WHAT IS ASKED ::
A – In the XTRAMTEST post, write out the passage that begins at "That reliance on" and stops after "out the obvious.", substituting "system speaker" for "beep speaker".
B – Resume the post about XTRAMTEST and video card detection, picking up after its final sentence.

That reliance on direct hardware access, in such older systems, means that all of those systems have certain hardware at certain known addresses. For example, the "beep speaker", which is such a ubiquitous piece of computer hardware that, to this day, many if not most people of at least mild technical inclination will instantly recognize a 2-1/4in diameter round speaker component rated for eight ohms' voice coil impedance and a quarter-watt maximum output as a "PC speaker".
All of this, of course, is preaching to the choir, at the least ;3 but there's often a surprising amount of value in pointing out the obvious.
So, finally, the suggestion. Suppose that XTRAMTEST were to have some sort of ability to test for a video interface that wasn't MDA/CGA (presumably, trigger on failure to relocate the stack pointer to a useful portion of VRAM in the expected area for such cards), and that upon being triggered, this would produce some sort of audio cue through the PC Speaker, and then run a set of tests on the first 16K of RAM that were at least "good enough", for the sake of expediency, to determine whether that area of memory was stable enough to attempt further progress. Upon failure, some sort of alarm tone through the speaker. Upon success, attempt to bring up the video interface in legacy EGA mode, just like the PC would if attempting to boot with a vaguely modern BIOS interface -- and which, it's safe to assume, most VGA cards even of the relevant era would be compatible with. If that failed, attempt bringing up the card by jumping to $C800 and beginning VGA BIOS execution; if succeeded, prompt for optional VGA BIOS execution with a timeout and then continue on.

RECORDS SUPPLIED ::
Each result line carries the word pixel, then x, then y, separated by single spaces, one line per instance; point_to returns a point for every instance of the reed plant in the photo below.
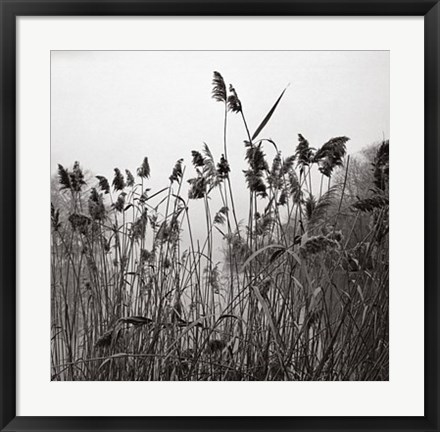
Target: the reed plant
pixel 297 296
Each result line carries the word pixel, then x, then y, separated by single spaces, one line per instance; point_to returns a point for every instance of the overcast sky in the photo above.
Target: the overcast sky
pixel 110 109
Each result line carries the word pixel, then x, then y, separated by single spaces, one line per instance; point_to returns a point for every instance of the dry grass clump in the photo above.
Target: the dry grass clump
pixel 300 294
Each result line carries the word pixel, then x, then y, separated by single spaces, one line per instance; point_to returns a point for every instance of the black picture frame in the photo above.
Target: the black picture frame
pixel 10 9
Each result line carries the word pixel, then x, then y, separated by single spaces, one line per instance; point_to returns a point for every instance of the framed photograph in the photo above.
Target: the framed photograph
pixel 219 215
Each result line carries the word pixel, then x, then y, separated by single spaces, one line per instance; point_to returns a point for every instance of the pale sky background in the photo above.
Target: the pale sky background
pixel 111 108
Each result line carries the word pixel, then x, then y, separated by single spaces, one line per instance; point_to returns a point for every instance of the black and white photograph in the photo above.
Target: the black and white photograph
pixel 219 215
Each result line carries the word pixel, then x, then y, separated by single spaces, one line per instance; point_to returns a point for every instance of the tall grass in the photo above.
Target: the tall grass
pixel 298 296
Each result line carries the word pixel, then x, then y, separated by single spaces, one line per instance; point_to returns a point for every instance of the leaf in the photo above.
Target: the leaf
pixel 118 355
pixel 136 320
pixel 268 116
pixel 268 316
pixel 259 251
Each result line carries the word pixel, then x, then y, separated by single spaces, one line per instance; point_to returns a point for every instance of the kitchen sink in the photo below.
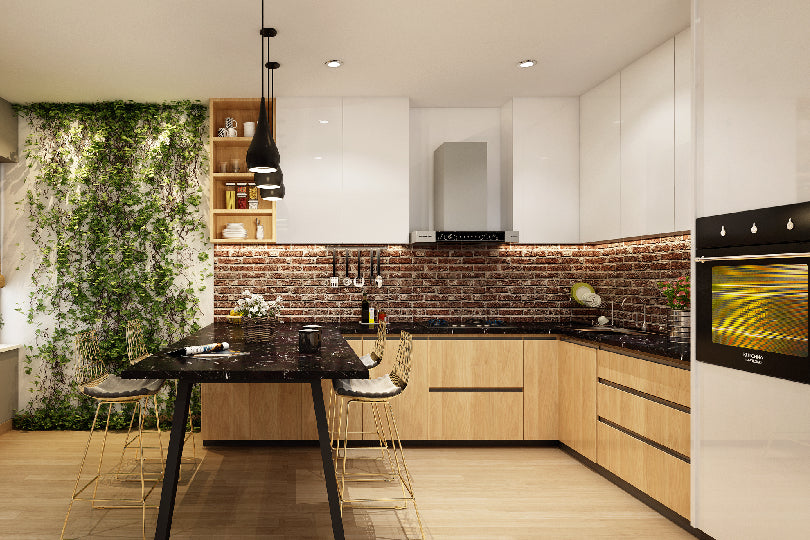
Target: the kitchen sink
pixel 611 330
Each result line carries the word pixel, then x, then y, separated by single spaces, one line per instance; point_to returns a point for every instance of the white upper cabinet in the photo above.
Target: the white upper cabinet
pixel 545 169
pixel 374 202
pixel 309 133
pixel 599 162
pixel 345 164
pixel 648 143
pixel 684 166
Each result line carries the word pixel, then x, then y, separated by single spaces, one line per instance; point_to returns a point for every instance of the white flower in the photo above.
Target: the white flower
pixel 254 305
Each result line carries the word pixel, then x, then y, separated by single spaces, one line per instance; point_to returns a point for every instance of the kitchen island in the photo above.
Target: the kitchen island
pixel 273 360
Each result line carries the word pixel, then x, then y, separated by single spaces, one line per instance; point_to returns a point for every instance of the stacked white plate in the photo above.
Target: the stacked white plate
pixel 234 231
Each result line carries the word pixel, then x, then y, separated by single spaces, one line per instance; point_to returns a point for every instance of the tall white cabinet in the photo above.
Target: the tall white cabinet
pixel 648 143
pixel 544 160
pixel 599 162
pixel 635 147
pixel 346 170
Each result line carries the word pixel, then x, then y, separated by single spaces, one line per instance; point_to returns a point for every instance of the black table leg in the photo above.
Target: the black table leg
pixel 172 474
pixel 326 458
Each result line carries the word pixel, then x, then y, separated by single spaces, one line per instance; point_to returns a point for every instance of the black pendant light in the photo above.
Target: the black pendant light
pixel 262 155
pixel 271 181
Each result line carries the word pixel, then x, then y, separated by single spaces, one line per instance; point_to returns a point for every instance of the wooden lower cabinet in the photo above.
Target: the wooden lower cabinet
pixel 576 376
pixel 665 425
pixel 540 396
pixel 667 382
pixel 475 388
pixel 660 475
pixel 457 416
pixel 476 362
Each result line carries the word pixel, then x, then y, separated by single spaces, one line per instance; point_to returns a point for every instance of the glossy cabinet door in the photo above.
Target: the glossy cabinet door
pixel 648 143
pixel 577 398
pixel 540 395
pixel 545 169
pixel 311 152
pixel 600 162
pixel 375 191
pixel 346 170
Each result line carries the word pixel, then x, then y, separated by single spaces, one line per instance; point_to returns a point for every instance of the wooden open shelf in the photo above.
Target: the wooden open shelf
pixel 225 149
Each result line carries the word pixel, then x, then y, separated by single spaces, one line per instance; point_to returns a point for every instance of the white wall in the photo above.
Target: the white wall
pixel 17 268
pixel 429 129
pixel 751 434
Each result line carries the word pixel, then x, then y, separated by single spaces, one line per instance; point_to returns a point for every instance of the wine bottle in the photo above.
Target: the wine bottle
pixel 364 309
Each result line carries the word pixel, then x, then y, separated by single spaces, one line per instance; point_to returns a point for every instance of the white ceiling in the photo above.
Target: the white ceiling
pixel 440 53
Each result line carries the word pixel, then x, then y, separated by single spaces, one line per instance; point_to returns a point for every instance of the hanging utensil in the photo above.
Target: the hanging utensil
pixel 333 281
pixel 347 280
pixel 359 281
pixel 379 272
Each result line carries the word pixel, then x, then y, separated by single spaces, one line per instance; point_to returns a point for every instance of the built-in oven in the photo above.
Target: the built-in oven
pixel 751 291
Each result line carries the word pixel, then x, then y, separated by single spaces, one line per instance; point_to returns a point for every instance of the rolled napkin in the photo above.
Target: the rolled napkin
pixel 198 349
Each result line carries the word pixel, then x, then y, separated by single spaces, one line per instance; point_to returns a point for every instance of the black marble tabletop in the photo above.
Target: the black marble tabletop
pixel 275 360
pixel 647 343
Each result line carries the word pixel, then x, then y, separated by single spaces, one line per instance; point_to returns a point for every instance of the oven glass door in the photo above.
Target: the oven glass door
pixel 752 314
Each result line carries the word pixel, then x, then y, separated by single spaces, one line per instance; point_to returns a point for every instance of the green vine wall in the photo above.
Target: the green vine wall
pixel 114 202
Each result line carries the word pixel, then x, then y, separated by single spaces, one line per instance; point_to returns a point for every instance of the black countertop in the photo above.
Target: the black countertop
pixel 658 345
pixel 275 360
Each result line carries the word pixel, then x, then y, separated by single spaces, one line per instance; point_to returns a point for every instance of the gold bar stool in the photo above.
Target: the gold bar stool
pixel 105 388
pixel 136 351
pixel 379 392
pixel 370 360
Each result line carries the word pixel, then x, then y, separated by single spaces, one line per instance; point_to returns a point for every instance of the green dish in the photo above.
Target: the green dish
pixel 578 292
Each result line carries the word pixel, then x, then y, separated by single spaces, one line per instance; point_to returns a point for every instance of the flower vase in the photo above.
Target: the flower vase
pixel 257 329
pixel 680 322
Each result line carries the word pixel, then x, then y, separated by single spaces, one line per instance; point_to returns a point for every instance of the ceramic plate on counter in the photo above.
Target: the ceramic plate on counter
pixel 579 291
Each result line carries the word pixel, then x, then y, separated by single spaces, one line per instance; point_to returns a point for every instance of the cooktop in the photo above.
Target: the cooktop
pixel 466 323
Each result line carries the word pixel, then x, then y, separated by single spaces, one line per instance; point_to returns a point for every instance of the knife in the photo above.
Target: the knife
pixel 333 281
pixel 347 280
pixel 378 281
pixel 359 281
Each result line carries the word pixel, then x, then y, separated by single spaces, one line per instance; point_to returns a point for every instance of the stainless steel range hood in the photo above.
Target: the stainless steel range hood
pixel 460 196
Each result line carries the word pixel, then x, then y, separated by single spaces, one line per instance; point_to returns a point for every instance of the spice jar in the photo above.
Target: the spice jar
pixel 241 195
pixel 253 196
pixel 230 196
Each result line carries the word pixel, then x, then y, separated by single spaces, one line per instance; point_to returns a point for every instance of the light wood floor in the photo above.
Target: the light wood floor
pixel 279 493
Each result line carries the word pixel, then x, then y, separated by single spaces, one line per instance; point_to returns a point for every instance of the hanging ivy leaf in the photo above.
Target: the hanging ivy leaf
pixel 114 204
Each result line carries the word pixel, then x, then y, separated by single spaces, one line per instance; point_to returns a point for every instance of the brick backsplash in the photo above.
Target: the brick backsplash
pixel 518 283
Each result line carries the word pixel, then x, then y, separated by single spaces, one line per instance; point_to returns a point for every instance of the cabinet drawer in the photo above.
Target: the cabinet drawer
pixel 476 363
pixel 476 415
pixel 663 477
pixel 665 382
pixel 667 426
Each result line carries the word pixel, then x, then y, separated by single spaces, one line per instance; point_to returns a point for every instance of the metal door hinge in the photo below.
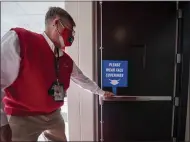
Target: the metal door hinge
pixel 178 58
pixel 174 139
pixel 180 13
pixel 176 101
pixel 101 48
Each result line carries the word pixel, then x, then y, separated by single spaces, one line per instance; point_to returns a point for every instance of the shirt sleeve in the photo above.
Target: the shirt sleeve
pixel 84 82
pixel 10 64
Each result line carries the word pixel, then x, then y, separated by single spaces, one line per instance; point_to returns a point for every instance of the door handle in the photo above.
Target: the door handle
pixel 139 98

ANSWERS TO THE EXERCISES ::
A –
That reliance on direct hardware access, in such older systems, means that all of those systems have certain hardware at certain known addresses. For example, the "system speaker", which is such a ubiquitous piece of computer hardware that, to this day, many if not most people of at least mild technical inclination will instantly recognize a 2-1/4in diameter round speaker component rated for eight ohms' voice coil impedance and a quarter-watt maximum output as a "PC speaker".
All of this, of course, is preaching to the choir, at the least ;3 but there's often a surprising amount of value in pointing out the obvious.

B –
Of course, all of this assumes there's space on the ROM for this. There might not be. I'm not a programmer -- I'm an artist, a budding writer, an electronics hobbyist, a retrotech nerd, a PC nerd, and many other things :3 but I am NOT a programmer, by nature.
Hope this helps :3 and hey, thanks for doing something really cool for the retrotech community and making this a freely accessible tool for anyone who might need it and can afford a ROM programmer.
What @starhawk64 is suggesting is actually how Landmark and other full-system diag roms and diag cards of the 80s actually worked. They tested the first 16k and aborted with beep codes if it wasn't reliable, or put the stack at 0:3FFE if it passed and then kept going.
However, the point of xtramtest is to test all of system memory using march-u, which is a "whole ram" test, so there can't be exceptions, and this strategy of walling off the first 16K won't work (a banking problem could mirror the first 16k somewhere higher, and then you'd trash the stack at 16k when you tested at 80k or something). So, the use of video memory is a requirement for this specific use case.
That said, xtramtest should be updated to attempt support of VGA cards. Many (most?) VGA cards won't work until they are set up by the card's BIOS at init time, but as Adrian mention in the video, xtramtest will be executed first and those cards' BIOSes won't have the opportunity to init the modes.
To solve this chicken-and-egg problem, we can borrow the behavior of old diag ROMs to init the card:
- Perform a reliability test on the first 2k (doesn't have to be full march-u). Play error beeps if that fails, otherwise continue:
- Set the stack at 0:7FE. CALL C000:3 to initialize the video BIOS (99% of them are located at C000). Execute INT 10h to set 80x25 color.
- Now you have your video mode with RAM at B800:0, and you can continue with normal function of xtramtest with the "CGA card installed" code path.
Hope this helps. If someone implements this, I wouldn't mind a tiny credit in the source code ;-)
@MobyGamer I wasn't actually thinking of "walling off" the first 16k. I apologize if it sounded that way. I'm autistic (Asperger's), and unintentional ambiguous context is one of my biggest enemies, and simultaneously one of the hardest to dodge, let alone eliminate!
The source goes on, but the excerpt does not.